> WORK ORDER: Please repeat the listing in its entirety, without any alteration.

> EXERCISE INPUT:

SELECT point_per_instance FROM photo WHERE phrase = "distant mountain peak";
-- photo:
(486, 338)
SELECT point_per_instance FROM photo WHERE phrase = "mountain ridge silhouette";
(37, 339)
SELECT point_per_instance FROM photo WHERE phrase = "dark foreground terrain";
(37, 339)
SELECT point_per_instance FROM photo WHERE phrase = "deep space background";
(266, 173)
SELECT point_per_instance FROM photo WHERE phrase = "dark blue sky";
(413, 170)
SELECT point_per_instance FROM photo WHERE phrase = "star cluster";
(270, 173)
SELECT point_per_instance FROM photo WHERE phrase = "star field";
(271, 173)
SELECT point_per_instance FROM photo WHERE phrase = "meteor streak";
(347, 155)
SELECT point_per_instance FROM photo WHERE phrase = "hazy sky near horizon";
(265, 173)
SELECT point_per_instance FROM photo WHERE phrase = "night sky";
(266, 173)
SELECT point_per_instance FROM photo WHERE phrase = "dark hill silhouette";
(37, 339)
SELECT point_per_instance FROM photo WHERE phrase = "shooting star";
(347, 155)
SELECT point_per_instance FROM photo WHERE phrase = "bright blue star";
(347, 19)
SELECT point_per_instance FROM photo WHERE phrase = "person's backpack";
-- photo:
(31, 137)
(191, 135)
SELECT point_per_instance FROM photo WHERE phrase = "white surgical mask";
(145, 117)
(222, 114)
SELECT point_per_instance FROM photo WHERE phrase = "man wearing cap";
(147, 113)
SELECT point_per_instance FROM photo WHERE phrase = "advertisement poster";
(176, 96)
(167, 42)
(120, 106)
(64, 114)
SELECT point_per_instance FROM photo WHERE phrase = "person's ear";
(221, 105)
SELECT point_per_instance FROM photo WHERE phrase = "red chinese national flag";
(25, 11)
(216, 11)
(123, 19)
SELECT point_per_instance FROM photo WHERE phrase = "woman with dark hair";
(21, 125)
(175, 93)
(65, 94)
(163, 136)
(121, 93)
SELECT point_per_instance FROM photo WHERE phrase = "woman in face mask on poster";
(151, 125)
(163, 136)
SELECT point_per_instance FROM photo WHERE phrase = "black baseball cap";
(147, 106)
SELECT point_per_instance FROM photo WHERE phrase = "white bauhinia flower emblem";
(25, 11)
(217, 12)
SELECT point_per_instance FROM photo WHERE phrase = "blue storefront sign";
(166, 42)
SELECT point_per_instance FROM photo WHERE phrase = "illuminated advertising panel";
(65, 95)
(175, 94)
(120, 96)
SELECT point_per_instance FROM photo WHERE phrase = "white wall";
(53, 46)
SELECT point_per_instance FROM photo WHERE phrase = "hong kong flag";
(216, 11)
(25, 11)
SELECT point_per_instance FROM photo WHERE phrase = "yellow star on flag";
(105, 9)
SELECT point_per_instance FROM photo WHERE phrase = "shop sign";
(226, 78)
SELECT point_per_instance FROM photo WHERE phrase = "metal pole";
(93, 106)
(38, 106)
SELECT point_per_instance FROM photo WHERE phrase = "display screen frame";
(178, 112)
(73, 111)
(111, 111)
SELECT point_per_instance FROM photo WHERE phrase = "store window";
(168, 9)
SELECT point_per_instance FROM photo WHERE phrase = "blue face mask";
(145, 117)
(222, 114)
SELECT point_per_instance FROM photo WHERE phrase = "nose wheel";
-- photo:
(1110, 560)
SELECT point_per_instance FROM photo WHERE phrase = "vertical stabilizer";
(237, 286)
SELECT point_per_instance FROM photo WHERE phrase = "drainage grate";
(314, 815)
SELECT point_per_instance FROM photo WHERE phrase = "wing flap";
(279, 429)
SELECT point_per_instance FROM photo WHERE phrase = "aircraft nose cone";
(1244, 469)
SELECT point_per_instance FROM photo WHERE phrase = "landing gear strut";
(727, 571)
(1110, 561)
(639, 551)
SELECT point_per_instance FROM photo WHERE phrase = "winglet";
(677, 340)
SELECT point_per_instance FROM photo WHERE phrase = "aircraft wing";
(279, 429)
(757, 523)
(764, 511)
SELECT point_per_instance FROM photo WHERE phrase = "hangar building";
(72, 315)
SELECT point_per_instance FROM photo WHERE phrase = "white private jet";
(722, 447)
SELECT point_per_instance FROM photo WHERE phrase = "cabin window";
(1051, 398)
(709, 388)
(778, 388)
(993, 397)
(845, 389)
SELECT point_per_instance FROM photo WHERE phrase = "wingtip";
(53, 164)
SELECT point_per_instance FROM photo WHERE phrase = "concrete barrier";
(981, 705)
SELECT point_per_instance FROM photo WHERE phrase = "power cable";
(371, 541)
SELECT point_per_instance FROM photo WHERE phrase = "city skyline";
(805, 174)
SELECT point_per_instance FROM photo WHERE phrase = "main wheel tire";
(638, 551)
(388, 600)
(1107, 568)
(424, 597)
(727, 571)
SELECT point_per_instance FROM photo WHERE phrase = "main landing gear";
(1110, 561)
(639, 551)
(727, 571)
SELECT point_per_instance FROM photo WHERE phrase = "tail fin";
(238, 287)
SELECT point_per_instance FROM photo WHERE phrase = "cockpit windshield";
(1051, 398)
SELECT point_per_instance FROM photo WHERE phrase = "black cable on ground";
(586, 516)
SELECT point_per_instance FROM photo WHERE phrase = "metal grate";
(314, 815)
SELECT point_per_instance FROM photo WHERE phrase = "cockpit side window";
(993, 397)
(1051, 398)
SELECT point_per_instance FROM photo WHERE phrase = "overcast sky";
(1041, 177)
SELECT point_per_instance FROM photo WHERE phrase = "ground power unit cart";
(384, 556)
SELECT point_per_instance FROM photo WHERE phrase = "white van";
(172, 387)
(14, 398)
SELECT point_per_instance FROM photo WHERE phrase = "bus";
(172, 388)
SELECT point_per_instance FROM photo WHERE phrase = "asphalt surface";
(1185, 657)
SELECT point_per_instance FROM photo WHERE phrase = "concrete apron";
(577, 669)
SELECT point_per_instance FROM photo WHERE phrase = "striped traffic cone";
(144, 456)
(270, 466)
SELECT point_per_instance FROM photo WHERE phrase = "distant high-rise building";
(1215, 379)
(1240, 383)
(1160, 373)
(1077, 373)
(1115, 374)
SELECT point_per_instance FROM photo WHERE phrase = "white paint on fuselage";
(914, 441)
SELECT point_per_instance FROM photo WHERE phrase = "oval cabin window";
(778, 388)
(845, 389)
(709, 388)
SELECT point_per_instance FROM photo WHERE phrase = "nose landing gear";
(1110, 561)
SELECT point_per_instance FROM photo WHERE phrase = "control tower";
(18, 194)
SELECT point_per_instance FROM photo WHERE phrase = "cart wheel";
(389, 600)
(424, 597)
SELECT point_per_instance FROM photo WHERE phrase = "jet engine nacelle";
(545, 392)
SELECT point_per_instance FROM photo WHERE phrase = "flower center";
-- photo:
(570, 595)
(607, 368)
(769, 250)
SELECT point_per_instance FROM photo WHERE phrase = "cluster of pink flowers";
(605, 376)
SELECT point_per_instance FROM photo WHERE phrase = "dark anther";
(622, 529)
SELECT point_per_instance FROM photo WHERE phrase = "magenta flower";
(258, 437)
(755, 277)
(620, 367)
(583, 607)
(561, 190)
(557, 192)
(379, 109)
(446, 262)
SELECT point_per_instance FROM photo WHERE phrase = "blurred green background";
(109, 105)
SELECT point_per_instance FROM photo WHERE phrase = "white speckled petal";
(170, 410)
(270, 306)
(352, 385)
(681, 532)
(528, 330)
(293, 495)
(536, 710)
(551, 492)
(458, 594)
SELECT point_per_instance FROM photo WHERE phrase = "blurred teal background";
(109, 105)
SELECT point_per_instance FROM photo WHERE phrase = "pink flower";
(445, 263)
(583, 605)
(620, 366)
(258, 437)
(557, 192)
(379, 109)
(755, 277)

> REPLY:
SELECT point_per_instance FROM photo WHERE phrase = "distant mountain peak";
-- photo:
(486, 338)
SELECT point_per_instance FROM photo WHERE phrase = "mountain ridge silhouette";
(37, 339)
SELECT point_per_instance FROM photo WHERE phrase = "dark foreground terrain";
(37, 339)
SELECT point_per_instance FROM photo WHERE phrase = "deep space background";
(266, 173)
SELECT point_per_instance FROM photo WHERE phrase = "dark blue sky";
(413, 170)
SELECT point_per_instance FROM photo WHERE phrase = "star cluster";
(270, 173)
SELECT point_per_instance FROM photo WHERE phrase = "star field";
(271, 173)
SELECT point_per_instance FROM photo WHERE phrase = "meteor streak";
(347, 155)
SELECT point_per_instance FROM photo WHERE phrase = "hazy sky near horizon";
(265, 173)
SELECT point_per_instance FROM photo WHERE phrase = "night sky";
(266, 173)
SELECT point_per_instance FROM photo WHERE phrase = "dark hill silhouette";
(37, 339)
SELECT point_per_instance FROM photo WHERE phrase = "shooting star";
(347, 155)
SELECT point_per_instance FROM photo WHERE phrase = "bright blue star";
(347, 19)
SELECT point_per_instance FROM photo WHERE phrase = "person's backpack";
-- photo:
(31, 137)
(191, 135)
SELECT point_per_instance FROM photo WHERE phrase = "white surgical mask";
(145, 117)
(222, 114)
SELECT point_per_instance FROM photo WHERE phrase = "man wearing cap";
(147, 113)
SELECT point_per_instance FROM photo WHERE phrase = "advertisement poster";
(176, 96)
(167, 42)
(120, 106)
(64, 114)
SELECT point_per_instance FROM photo WHERE phrase = "person's ear";
(221, 105)
SELECT point_per_instance FROM photo WHERE phrase = "red chinese national flag";
(25, 11)
(216, 11)
(123, 19)
SELECT point_per_instance FROM photo WHERE phrase = "woman with dark hair";
(21, 125)
(175, 93)
(65, 94)
(163, 136)
(121, 93)
SELECT point_per_instance FROM photo WHERE phrase = "woman in face mask on poster";
(151, 125)
(163, 136)
SELECT point_per_instance FROM photo WHERE phrase = "black baseball cap";
(147, 106)
SELECT point_per_instance FROM photo WHERE phrase = "white bauhinia flower emblem";
(25, 11)
(217, 12)
SELECT point_per_instance FROM photo WHERE phrase = "blue storefront sign";
(166, 42)
SELECT point_per_instance FROM photo WHERE phrase = "illuminated advertising panel";
(65, 95)
(175, 94)
(120, 96)
SELECT point_per_instance FROM photo WHERE phrase = "white wall";
(53, 46)
SELECT point_per_instance FROM photo WHERE phrase = "hong kong flag";
(216, 11)
(25, 11)
SELECT point_per_instance FROM photo WHERE phrase = "yellow star on flag";
(105, 9)
SELECT point_per_instance FROM photo WHERE phrase = "shop sign";
(226, 78)
SELECT point_per_instance FROM photo WHERE phrase = "metal pole";
(93, 106)
(38, 106)
SELECT point_per_instance FROM photo WHERE phrase = "display screen frame";
(178, 112)
(73, 111)
(111, 111)
SELECT point_per_instance FROM photo WHERE phrase = "store window";
(168, 9)
SELECT point_per_instance FROM photo WHERE phrase = "blue face mask";
(145, 117)
(222, 114)
SELECT point_per_instance FROM photo WHERE phrase = "nose wheel";
-- photo:
(1110, 560)
SELECT point_per_instance FROM photo WHERE phrase = "vertical stabilizer";
(237, 286)
SELECT point_per_instance FROM photo WHERE phrase = "drainage grate";
(314, 815)
SELECT point_per_instance FROM photo WHERE phrase = "wing flap";
(279, 429)
SELECT point_per_instance FROM photo WHERE phrase = "aircraft nose cone";
(1244, 469)
SELECT point_per_instance FROM photo WHERE phrase = "landing gear strut";
(727, 571)
(1110, 561)
(639, 551)
SELECT point_per_instance FROM photo WHERE phrase = "winglet";
(677, 340)
SELECT point_per_instance FROM photo WHERE phrase = "aircraft wing";
(279, 429)
(757, 523)
(764, 511)
SELECT point_per_instance FROM photo WHERE phrase = "hangar building";
(72, 315)
SELECT point_per_instance FROM photo WHERE phrase = "white private jet";
(722, 447)
SELECT point_per_instance FROM photo WHERE phrase = "cabin window";
(1051, 398)
(709, 388)
(778, 388)
(993, 397)
(845, 389)
SELECT point_per_instance FROM photo WHERE phrase = "wingtip";
(53, 164)
SELECT point_per_instance FROM photo WHERE phrase = "concrete barrier";
(981, 705)
SELECT point_per_instance FROM photo WHERE phrase = "power cable";
(371, 541)
SELECT point_per_instance FROM photo WHERE phrase = "city skyline";
(805, 174)
SELECT point_per_instance FROM photo WHERE phrase = "main wheel tire";
(638, 551)
(388, 600)
(1107, 568)
(424, 597)
(727, 571)
SELECT point_per_instance FROM photo WHERE phrase = "main landing gear";
(1110, 561)
(639, 551)
(727, 571)
SELECT point_per_instance FROM photo WHERE phrase = "tail fin";
(238, 287)
SELECT point_per_instance FROM photo WHERE phrase = "cockpit windshield";
(1051, 398)
SELECT point_per_instance FROM photo WHERE phrase = "black cable on ground";
(586, 516)
SELECT point_per_instance FROM photo WHERE phrase = "metal grate";
(314, 815)
SELECT point_per_instance FROM photo WHERE phrase = "cockpit side window";
(993, 397)
(1051, 398)
SELECT point_per_instance FROM photo WHERE phrase = "overcast sky";
(1041, 177)
SELECT point_per_instance FROM photo WHERE phrase = "ground power unit cart";
(384, 556)
SELECT point_per_instance FROM photo WHERE phrase = "white van";
(172, 387)
(14, 398)
SELECT point_per_instance FROM photo WHERE phrase = "bus";
(172, 388)
SELECT point_per_instance FROM photo WHERE phrase = "asphalt surface";
(1185, 657)
SELECT point_per_instance FROM photo WHERE phrase = "concrete apron";
(577, 669)
SELECT point_per_instance FROM photo WHERE phrase = "striped traffic cone";
(144, 456)
(270, 466)
SELECT point_per_instance FROM photo WHERE phrase = "distant high-rise building";
(1215, 379)
(1240, 383)
(1160, 373)
(1077, 373)
(1115, 374)
SELECT point_per_instance FROM photo WHERE phrase = "white paint on fuselage";
(914, 441)
SELECT point_per_instance FROM photo WHERE phrase = "oval cabin window";
(778, 388)
(845, 389)
(709, 388)
SELECT point_per_instance FROM photo WHERE phrase = "nose landing gear";
(1110, 561)
SELECT point_per_instance FROM photo WHERE phrase = "control tower";
(18, 194)
SELECT point_per_instance FROM photo WHERE phrase = "cart wheel";
(389, 600)
(424, 597)
SELECT point_per_instance FROM photo WHERE phrase = "jet engine nacelle";
(545, 392)
SELECT point_per_instance FROM photo WHERE phrase = "flower center";
-- photo:
(570, 595)
(607, 368)
(769, 250)
SELECT point_per_instance FROM photo WHERE phrase = "cluster of pink flowers";
(605, 376)
SELECT point_per_instance FROM photo WHERE phrase = "dark anther";
(622, 529)
SELECT point_per_instance FROM photo WHERE phrase = "magenta flower";
(258, 437)
(755, 277)
(620, 367)
(583, 607)
(561, 190)
(557, 192)
(379, 109)
(446, 262)
SELECT point_per_instance FROM photo WHERE phrase = "blurred green background";
(109, 105)
SELECT point_per_instance FROM photo WHERE phrase = "white speckled petal";
(170, 410)
(270, 306)
(352, 385)
(681, 532)
(528, 330)
(293, 495)
(536, 710)
(551, 492)
(458, 594)
SELECT point_per_instance FROM photo WHERE phrase = "blurred teal background";
(109, 105)
SELECT point_per_instance FROM photo WHERE phrase = "pink flower";
(445, 263)
(583, 605)
(620, 366)
(258, 437)
(557, 192)
(379, 109)
(755, 277)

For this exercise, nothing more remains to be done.